**任务说明:** 请问下面关于Netty检测ByteBuf未释放的文档是以Netty的哪个版本来讲解的?

**文档片段:**

______________________________

Netty如何检测ByteBuf没有release

Netty中的ByteBuf算是中间件开发中比较常用的API了,一般我们会使用PooledByteBuf来提升性能,但是这个玩意需要我们使用以后手动进行release,如果有时候忘记手动释放的话,会出现内存泄漏。 而且这种问题一般也没那么方便的排查。不过非常幸运的是Netty已经帮我们考虑到了这个问题,它提供了自己的检测工具:

  • ResourceLeakDetector
  • ResourceLeakTracker

基本思想

他的实现原理很巧妙,不过我们先不着急说Netty的实现,我们先想想如果我们自己来弄,我们一般会面临下面3个问题:

  • 被检测的对象创建的时候,我们就需要知道他创建了,然后做一些操作,比如该标记就标记,该计数就计数,
  • 对象「无用」的时候,我们也需要知道这个时刻。这里的「无用」一般我们选择对象被GC时
  • 我们还需要一种机制来判断对象在被GC之前有没有调用某个操作,比如release或者close操作。

下面以netty 4.0.46版本来说哈。

  • 第一个问题其实很好实现,在对象的构造函数中我们就可以做这些事情,因为对象的构造函数执行的时候,就是他被创建的时候
  • 第二个问题,Netty是利用了Java中的java.lang.ref.PhantomReference和引用队列这个东西。java.lang.ref.PhantomReference有叫虚引用也有叫做幽灵引用的,叫法无所谓,它和软引用(SoftReference)弱引用(WeakReference)不同,它并不影响对象的生命周期,如果一个对象与java.lang.ref.PhantomReference关联,则跟没有引用与之关联一样,在任何时候都可能被垃圾回收器回收。而且除过强引用之外,剩余的3种引用类型都有一个引用队列可以与之配合。当java清理调用不必要的引用后,会将这个引用本身(不是引用指向的值对象)添加到队列之中。比如你看PhantomReference的定义:
package java.lang.ref;


/**
 * Phantom reference objects, which are enqueued after the collector
 * determines that their referents may otherwise be reclaimed.  Phantom
 * references are most often used for scheduling pre-mortem cleanup actions in
 * a more flexible way than is possible with the Java finalization mechanism.
 *
 * <p> If the garbage collector determines at a certain point in time that the
 * referent of a phantom reference is <a
 * href="package-summary.html#reachability">phantom reachable</a>, then at that
 * time or at some later time it will enqueue the reference.
 *
 * <p> In order to ensure that a reclaimable object remains so, the referent of
 * a phantom reference may not be retrieved: The <code>get</code> method of a
 * phantom reference always returns <code>null</code>.
 *
 * <p> Unlike soft and weak references, phantom references are not
 * automatically cleared by the garbage collector as they are enqueued.  An
 * object that is reachable via phantom references will remain so until all
 * such references are cleared or themselves become unreachable.
 *
 * @author   Mark Reinhold
 * @since    1.2
 */

public class PhantomReference<T> extends Reference<T> {

    /**
     * Returns this reference object's referent.  Because the referent of a
     * phantom reference is always inaccessible, this method always returns
     * <code>null</code>.
     *
     * @return  <code>null</code>
     */
    public T get() {
        return null;
    }

    /**
     * Creates a new phantom reference that refers to the given object and
     * is registered with the given queue.

______________________________

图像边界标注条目
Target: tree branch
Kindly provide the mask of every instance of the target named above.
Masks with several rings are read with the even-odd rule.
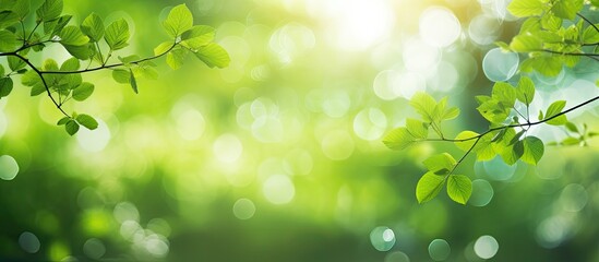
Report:
[[[41,75],[41,71],[39,71],[39,69],[37,69],[32,62],[29,62],[28,59],[26,59],[25,57],[14,52],[14,53],[11,53],[10,56],[14,56],[14,57],[17,57],[19,59],[21,59],[23,62],[25,62],[27,66],[29,66],[29,68],[32,68],[33,71],[35,71],[37,73],[37,75],[39,75],[39,78],[41,79],[41,83],[44,84],[44,87],[46,88],[46,93],[48,94],[48,97],[50,97],[50,100],[52,100],[52,103],[55,104],[55,106],[67,117],[70,118],[69,114],[67,114],[63,109],[62,109],[62,105],[58,104],[58,102],[55,99],[55,97],[52,96],[52,93],[50,93],[50,88],[48,87],[48,83],[46,83],[46,80],[44,79],[44,76]]]
[[[139,59],[139,60],[135,60],[135,61],[132,61],[132,62],[129,62],[129,63],[141,63],[141,62],[145,62],[145,61],[149,61],[149,60],[154,60],[154,59],[157,59],[159,57],[163,57],[165,55],[167,55],[170,50],[172,50],[172,48],[175,48],[177,45],[179,45],[179,43],[173,43],[172,46],[170,46],[166,51],[164,51],[163,53],[159,53],[157,56],[153,56],[153,57],[147,57],[147,58],[143,58],[143,59]],[[91,68],[91,69],[82,69],[82,70],[75,70],[75,71],[39,71],[40,74],[73,74],[73,73],[87,73],[87,72],[93,72],[93,71],[98,71],[98,70],[103,70],[103,69],[110,69],[110,68],[118,68],[118,67],[122,67],[124,66],[123,62],[120,62],[120,63],[113,63],[113,64],[108,64],[108,66],[100,66],[100,67],[97,67],[97,68]]]

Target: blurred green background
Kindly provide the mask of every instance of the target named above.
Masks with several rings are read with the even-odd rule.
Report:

______________________________

**问题解答:** netty 4.0.46版本。